Перепишите все строки ниже полностью, вместе с запросами, увеличив на 134 каждое число в ответах, то есть каждую координату ограничивающих рамок.

(Фрагменты набора данных с разметкой рамками)
__________
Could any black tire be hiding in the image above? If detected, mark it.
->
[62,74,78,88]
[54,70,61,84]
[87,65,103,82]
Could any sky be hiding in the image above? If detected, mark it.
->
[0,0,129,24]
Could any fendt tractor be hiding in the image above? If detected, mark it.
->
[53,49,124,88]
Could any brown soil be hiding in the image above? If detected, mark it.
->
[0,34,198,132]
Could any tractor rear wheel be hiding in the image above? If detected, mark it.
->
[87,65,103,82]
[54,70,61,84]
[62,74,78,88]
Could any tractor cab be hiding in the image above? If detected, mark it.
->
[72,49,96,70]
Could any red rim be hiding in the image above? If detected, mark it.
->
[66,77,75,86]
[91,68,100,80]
__________
**ИТОГОВЫЙ ОТВЕТ:**
Could any black tire be hiding in the image above? If detected, mark it.
->
[196,208,212,222]
[188,204,195,218]
[221,199,237,216]
Could any sky be hiding in the image above? If detected, mark it.
->
[134,134,263,158]
Could any fendt tractor be hiding in the image above? If detected, mark it.
->
[187,183,258,222]
Could any brown soil be hiding in the image above? If detected, mark it.
->
[134,168,332,266]
Could any tractor rear wheel be hiding in the image above? If detected, mark it.
->
[221,199,237,216]
[188,204,195,218]
[196,208,212,222]
Could any tractor cab be hiding in the image above? If detected, mark it.
->
[206,183,230,204]
Could any red rim be hiding in the image above? If detected, mark it.
->
[200,211,209,220]
[225,202,234,214]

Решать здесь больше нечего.